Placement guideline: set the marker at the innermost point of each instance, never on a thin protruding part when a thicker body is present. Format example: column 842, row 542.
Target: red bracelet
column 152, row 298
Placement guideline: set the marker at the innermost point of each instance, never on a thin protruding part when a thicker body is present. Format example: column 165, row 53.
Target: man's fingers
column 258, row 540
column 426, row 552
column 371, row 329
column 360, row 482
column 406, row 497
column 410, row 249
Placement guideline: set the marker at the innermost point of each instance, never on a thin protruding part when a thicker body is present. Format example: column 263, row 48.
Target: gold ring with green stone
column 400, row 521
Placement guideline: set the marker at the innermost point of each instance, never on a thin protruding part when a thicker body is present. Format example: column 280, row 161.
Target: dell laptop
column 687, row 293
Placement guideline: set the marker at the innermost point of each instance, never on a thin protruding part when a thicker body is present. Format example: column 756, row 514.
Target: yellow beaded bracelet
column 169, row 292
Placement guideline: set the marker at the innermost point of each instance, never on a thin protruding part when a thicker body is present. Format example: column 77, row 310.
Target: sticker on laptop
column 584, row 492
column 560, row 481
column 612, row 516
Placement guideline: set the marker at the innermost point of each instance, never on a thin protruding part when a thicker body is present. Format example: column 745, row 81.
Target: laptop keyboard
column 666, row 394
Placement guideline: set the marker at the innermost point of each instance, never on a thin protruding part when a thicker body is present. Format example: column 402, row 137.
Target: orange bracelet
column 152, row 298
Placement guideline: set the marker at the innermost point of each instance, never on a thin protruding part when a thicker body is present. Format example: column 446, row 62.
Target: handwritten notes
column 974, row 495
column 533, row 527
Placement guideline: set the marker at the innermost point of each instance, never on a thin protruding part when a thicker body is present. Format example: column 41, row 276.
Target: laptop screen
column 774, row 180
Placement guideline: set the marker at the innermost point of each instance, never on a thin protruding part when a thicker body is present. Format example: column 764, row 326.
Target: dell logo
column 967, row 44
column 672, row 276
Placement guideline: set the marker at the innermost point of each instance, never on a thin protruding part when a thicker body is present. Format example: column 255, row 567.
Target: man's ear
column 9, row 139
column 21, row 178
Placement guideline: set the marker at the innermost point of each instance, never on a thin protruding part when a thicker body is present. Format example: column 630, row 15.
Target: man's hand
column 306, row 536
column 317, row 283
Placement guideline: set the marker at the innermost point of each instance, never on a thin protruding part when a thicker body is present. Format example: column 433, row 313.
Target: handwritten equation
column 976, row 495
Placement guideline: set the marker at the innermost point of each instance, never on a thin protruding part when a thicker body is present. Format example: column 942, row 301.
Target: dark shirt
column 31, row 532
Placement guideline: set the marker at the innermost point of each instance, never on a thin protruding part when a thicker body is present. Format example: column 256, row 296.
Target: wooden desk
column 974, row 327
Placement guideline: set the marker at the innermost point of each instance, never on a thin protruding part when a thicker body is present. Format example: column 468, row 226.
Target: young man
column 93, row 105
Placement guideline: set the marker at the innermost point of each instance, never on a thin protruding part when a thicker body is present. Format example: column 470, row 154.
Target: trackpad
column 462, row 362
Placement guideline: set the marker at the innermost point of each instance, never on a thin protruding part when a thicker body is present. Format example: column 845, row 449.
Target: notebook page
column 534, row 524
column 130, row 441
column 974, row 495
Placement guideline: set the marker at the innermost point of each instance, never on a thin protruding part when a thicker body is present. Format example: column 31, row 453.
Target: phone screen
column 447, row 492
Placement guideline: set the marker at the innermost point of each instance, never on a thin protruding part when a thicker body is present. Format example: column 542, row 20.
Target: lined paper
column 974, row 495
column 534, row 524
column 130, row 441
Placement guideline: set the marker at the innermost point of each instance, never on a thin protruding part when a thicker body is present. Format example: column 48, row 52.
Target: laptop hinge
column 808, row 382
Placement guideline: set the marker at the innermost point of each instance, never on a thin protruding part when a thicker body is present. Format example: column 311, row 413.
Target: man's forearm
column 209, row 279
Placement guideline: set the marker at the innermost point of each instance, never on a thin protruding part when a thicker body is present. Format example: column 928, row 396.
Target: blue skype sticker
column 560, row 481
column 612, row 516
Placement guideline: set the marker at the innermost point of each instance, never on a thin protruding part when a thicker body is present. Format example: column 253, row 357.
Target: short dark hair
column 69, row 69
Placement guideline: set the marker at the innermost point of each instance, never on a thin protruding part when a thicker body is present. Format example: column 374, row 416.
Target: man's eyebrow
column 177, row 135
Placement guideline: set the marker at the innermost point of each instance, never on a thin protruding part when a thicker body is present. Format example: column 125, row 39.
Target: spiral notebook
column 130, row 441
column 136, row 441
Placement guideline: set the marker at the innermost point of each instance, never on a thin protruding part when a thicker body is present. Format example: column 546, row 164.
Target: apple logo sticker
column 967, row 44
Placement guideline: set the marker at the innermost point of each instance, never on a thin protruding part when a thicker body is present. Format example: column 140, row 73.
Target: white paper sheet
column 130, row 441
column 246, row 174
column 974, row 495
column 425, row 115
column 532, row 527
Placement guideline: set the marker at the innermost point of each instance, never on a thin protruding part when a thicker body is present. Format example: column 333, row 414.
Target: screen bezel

····················

◆ DIRECTIONS
Go back to the listing above. Copy word for word the lines from the one with "Target: handwritten notes" through the one with "630, row 15.", and nothing more.

◆ SOLUTION
Target: handwritten notes
column 974, row 495
column 533, row 527
Placement guideline: set the marker at the innermost point of each instance, never on a thin protruding part when a thicker body is present. Format example: column 41, row 276.
Target: laptop screen
column 774, row 180
Placement guideline: set the marker at the innermost point of each instance, never on a thin protruding part when a thicker body is present. Format example: column 764, row 326.
Target: dell logo
column 967, row 44
column 672, row 276
Placement guideline: set the marker at the innermost point of each instance, never on a thin protruding part when a thicker body is present. Format example: column 255, row 567.
Target: man's ear
column 9, row 139
column 21, row 178
Placement guideline: set the marker at the innermost point of each instance, never on a thin protruding part when a thicker body is present. Format example: column 630, row 15.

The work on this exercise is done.